Report each line in the items below that contains the word "leaf".
* BEGIN DATA SUPPLIED *
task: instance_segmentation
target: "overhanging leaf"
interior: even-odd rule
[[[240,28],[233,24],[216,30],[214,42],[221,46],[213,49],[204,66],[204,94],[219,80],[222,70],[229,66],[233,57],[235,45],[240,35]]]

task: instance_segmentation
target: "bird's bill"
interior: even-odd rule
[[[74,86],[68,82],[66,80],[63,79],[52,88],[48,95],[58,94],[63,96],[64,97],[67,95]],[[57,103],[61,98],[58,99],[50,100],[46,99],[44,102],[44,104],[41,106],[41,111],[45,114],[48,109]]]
* END DATA SUPPLIED *
* BEGIN DATA SUPPLIED *
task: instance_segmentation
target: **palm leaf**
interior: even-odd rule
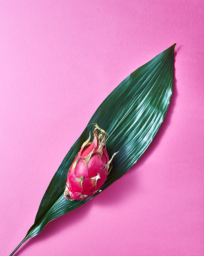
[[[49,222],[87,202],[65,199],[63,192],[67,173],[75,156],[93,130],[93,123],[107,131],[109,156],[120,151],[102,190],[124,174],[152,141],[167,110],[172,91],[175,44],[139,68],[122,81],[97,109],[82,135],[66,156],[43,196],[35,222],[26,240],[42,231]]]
* END DATA SUPPLIED *
* BEGIN DATA SUPPLIED *
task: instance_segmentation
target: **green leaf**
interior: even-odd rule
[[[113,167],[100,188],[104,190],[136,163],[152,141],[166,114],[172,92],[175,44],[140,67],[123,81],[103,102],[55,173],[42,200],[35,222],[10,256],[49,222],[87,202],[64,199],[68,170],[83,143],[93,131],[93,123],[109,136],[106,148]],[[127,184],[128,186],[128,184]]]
* END DATA SUPPLIED *
__WRITTEN ANSWER__
target: "overhanging leaf"
target: **palm leaf**
target: **green leaf**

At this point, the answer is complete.